> [Set task]:
Rewrite the items below, substituting "integer pixels" for every occurrence of "whole pixels" and leaving everything else unchanged.

> [Data shown]:
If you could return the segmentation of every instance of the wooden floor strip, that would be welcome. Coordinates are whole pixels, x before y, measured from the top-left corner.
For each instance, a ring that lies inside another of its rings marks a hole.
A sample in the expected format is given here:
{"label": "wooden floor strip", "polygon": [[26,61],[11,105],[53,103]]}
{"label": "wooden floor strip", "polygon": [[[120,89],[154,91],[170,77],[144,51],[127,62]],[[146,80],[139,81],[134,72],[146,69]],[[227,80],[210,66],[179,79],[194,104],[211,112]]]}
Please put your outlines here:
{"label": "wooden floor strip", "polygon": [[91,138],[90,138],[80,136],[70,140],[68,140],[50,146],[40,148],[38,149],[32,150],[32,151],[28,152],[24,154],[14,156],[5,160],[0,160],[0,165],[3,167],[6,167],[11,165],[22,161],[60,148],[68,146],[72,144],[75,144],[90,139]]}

> [Response to the exercise]:
If you could return the segmentation of every instance of the wooden floor strip, that would be welcome. Coordinates are integer pixels, x before y, measured from the top-left corner.
For each instance, a ring that lies inside another of its rings marks a hole.
A sample in the expected format is given here:
{"label": "wooden floor strip", "polygon": [[26,61],[11,105],[53,103]]}
{"label": "wooden floor strip", "polygon": [[[120,89],[154,91],[170,77],[144,51],[127,62]],[[146,80],[139,81],[134,72],[146,69]],[[227,80],[210,66],[179,79],[194,104],[211,112]]]}
Please put your outlines here:
{"label": "wooden floor strip", "polygon": [[91,138],[90,138],[80,136],[70,140],[68,140],[50,146],[40,148],[38,149],[32,150],[32,151],[28,152],[24,154],[14,156],[5,160],[0,160],[0,165],[3,167],[6,167],[11,165],[22,161],[60,148],[68,146],[72,144],[75,144],[90,139]]}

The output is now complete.